Top of Raw data
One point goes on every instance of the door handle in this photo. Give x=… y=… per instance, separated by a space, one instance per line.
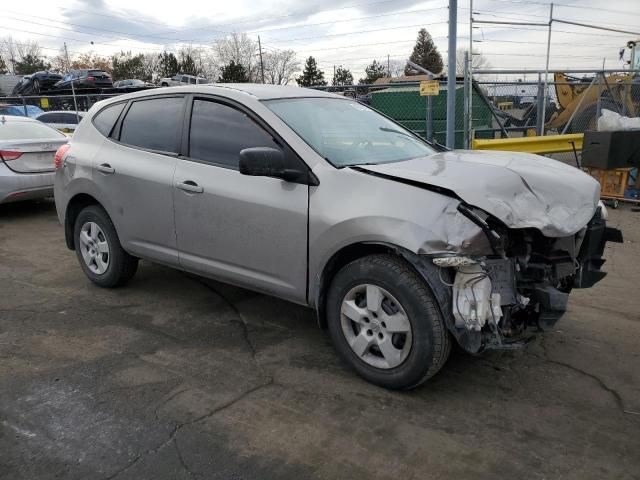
x=105 y=168
x=190 y=186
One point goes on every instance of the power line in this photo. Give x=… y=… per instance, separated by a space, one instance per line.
x=264 y=19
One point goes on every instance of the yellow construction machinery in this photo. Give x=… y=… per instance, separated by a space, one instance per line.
x=578 y=97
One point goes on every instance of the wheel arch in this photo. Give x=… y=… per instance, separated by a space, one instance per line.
x=77 y=203
x=348 y=254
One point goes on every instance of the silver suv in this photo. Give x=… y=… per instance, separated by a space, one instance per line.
x=399 y=246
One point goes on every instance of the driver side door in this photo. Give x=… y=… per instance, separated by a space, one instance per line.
x=244 y=230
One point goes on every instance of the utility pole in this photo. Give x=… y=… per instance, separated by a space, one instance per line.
x=261 y=62
x=66 y=56
x=546 y=71
x=451 y=74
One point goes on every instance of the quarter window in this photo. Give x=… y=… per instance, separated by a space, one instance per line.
x=153 y=124
x=107 y=117
x=219 y=132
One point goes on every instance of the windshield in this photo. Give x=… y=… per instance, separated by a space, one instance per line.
x=347 y=133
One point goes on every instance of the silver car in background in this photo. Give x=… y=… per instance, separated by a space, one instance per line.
x=64 y=120
x=27 y=148
x=401 y=247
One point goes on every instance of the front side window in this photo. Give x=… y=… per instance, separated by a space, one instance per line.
x=107 y=118
x=153 y=124
x=347 y=133
x=218 y=133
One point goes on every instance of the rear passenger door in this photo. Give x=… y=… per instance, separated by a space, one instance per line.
x=135 y=171
x=248 y=231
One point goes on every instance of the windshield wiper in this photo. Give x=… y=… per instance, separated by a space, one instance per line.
x=392 y=130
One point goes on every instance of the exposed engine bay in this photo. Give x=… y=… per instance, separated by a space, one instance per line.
x=498 y=300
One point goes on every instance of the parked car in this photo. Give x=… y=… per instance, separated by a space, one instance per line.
x=36 y=83
x=131 y=84
x=180 y=79
x=27 y=147
x=85 y=79
x=400 y=246
x=20 y=110
x=64 y=120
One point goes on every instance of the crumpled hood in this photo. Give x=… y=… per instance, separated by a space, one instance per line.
x=520 y=189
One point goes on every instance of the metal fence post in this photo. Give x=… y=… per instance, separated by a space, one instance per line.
x=429 y=119
x=467 y=93
x=599 y=102
x=540 y=121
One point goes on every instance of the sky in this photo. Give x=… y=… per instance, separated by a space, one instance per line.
x=336 y=32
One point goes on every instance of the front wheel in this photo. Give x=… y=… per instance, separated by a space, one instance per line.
x=385 y=322
x=98 y=248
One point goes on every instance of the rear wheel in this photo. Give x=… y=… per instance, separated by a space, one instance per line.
x=385 y=323
x=98 y=248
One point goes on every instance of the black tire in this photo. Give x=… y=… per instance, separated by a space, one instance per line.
x=431 y=343
x=121 y=266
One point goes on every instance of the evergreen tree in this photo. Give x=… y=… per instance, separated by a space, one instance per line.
x=311 y=76
x=374 y=71
x=425 y=54
x=233 y=73
x=342 y=77
x=167 y=65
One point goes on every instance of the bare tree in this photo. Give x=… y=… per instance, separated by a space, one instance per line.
x=279 y=66
x=479 y=61
x=396 y=67
x=14 y=52
x=237 y=48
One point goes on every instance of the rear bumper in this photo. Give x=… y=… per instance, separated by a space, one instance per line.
x=24 y=186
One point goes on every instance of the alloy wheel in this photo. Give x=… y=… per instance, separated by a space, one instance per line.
x=94 y=248
x=376 y=326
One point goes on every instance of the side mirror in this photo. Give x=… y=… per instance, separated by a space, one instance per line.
x=267 y=162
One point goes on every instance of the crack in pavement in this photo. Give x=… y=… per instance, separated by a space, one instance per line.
x=173 y=434
x=616 y=396
x=178 y=427
x=182 y=461
x=241 y=320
Bottom of Raw data
** Requirement **
Transcribe every line in the entries above, taking out only the images.

** Task result **
One point goes on every instance of the door handle in this photo. Give x=… y=… per instance, separated by a space, one instance per line.
x=105 y=168
x=190 y=186
One point goes on every instance of the power line in this photo. Give x=… y=… per instance, separated by a space, one instance per line.
x=264 y=19
One point goes on every instance of the yellow construction machinery in this photo. Give x=… y=… per instance, separated by a space, one instance per line.
x=578 y=97
One point goes on every instance of the wheel arch in this photo. Give x=… y=… per instance, separated by a space, one instance per line.
x=77 y=203
x=348 y=254
One point goes on every instance of the silver suv in this photo. Give x=… y=… per instance, separated by a space, one instance per line.
x=399 y=246
One point goes on every instance of the driver side door in this photo. Give x=… y=… per instance, separated by a space, one instance per line.
x=244 y=230
One point goes on every instance of the utility pole in this photo. Give x=… y=… per instance, separated by a space, one instance per line.
x=261 y=62
x=66 y=56
x=546 y=71
x=451 y=74
One point goes on every instance of the quarter window in this photo. Give x=… y=… per instance, separated by a space, one instance per line.
x=153 y=124
x=107 y=117
x=219 y=132
One point goes on every instance of the windshield in this photo. Give x=… y=… per instance, separated by a space, one instance per line.
x=347 y=133
One point goes on every instance of the silver car in background in this photo. Give x=… y=… per instance, separated by a space, one instance per line.
x=64 y=120
x=27 y=148
x=401 y=247
One point goes on every instance of the front side window in this photo. Give x=… y=… per instance, separated by a space, one instance per line.
x=107 y=118
x=153 y=124
x=347 y=133
x=218 y=133
One point goes on every instance of the rear passenger door in this photo. Give x=… y=… per instance, separated by a space, one instance per line.
x=135 y=171
x=248 y=231
One point goes on every instance of the windshield wiper in this photo. Give x=… y=… per instance, separated by a space, one instance per line.
x=392 y=130
One point goes on every instance of the exposed engine bay in this photo. Give x=… y=… per instance, separated by a space, one instance per line.
x=498 y=300
One point goes on every instance of the parked car in this photo. Give x=… y=… per instance, separated by a space, one instance per line.
x=36 y=83
x=131 y=84
x=180 y=79
x=27 y=147
x=85 y=79
x=400 y=246
x=20 y=110
x=64 y=120
One point goes on every instance of the crumpled hood in this photo. Give x=… y=… per instance, separated by a space, one instance per line.
x=520 y=189
One point goes on every instance of the metal fence post in this photo. Give x=… y=… per instance, separated by a space, one instance per line.
x=429 y=119
x=467 y=93
x=599 y=102
x=540 y=121
One point goes on every instance of the sky in this photo. Give x=… y=… per instance, separated by a space, one instance per line.
x=336 y=32
One point goes on every instance of the front wheel in this photo. Give x=… y=… per instance, separated by a space, one instance per line.
x=385 y=322
x=98 y=248
One point goes on every instance of the rear wheel in this photo. Give x=… y=… per instance, separated by a space, one instance per line.
x=385 y=323
x=98 y=248
One point goes on every instance of the black tire in this photo. Give x=… y=… per instance, separated by a space, one instance per line.
x=431 y=343
x=121 y=266
One point goes on every instance of the evergreen tree in this photo. Give x=… y=… per instance, separated by a space, one instance per line.
x=311 y=76
x=374 y=71
x=425 y=54
x=233 y=73
x=342 y=77
x=167 y=65
One point goes on every instance of the bare tree in this photo. Give x=… y=… per instance, separated by a space, one instance per line.
x=279 y=66
x=479 y=61
x=396 y=67
x=14 y=52
x=237 y=48
One point goes on every instance of the rear bumper in this photo. Give x=… y=… per instance, separated by a space, one instance per line.
x=24 y=186
One point goes on every instance of the alloy wheel in this photo. Give x=… y=… per instance, separated by a space, one instance per line.
x=94 y=248
x=376 y=326
One point goes on every instance of the side mirror in this photo. Give x=… y=… per instance, separated by a space, one instance per line.
x=267 y=162
One point goes on every instance of the crack in pavement in this photo. Give x=… y=… per instance, separated by a space, one instance per line.
x=173 y=434
x=616 y=396
x=178 y=427
x=182 y=461
x=241 y=320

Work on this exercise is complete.